Given exercise:
Copy out all the rows below, requests included. Multiply each point coordinate in the answers by 2.25 and round to the nearest whole number, with halves going up; leave every other number as it is.

The data:
* START *

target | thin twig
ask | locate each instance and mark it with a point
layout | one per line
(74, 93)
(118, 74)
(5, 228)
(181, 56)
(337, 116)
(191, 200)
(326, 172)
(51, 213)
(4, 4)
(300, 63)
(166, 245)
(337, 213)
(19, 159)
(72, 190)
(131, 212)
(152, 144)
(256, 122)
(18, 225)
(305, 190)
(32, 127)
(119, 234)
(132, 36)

* END *

Answer to this task:
target | thin twig
ask | locate each instance and mark it with a point
layout | one per line
(167, 209)
(266, 167)
(11, 513)
(407, 126)
(758, 261)
(430, 450)
(734, 387)
(115, 479)
(9, 9)
(675, 142)
(374, 551)
(758, 479)
(43, 358)
(162, 428)
(295, 477)
(342, 324)
(576, 275)
(41, 506)
(686, 428)
(72, 286)
(268, 527)
(297, 81)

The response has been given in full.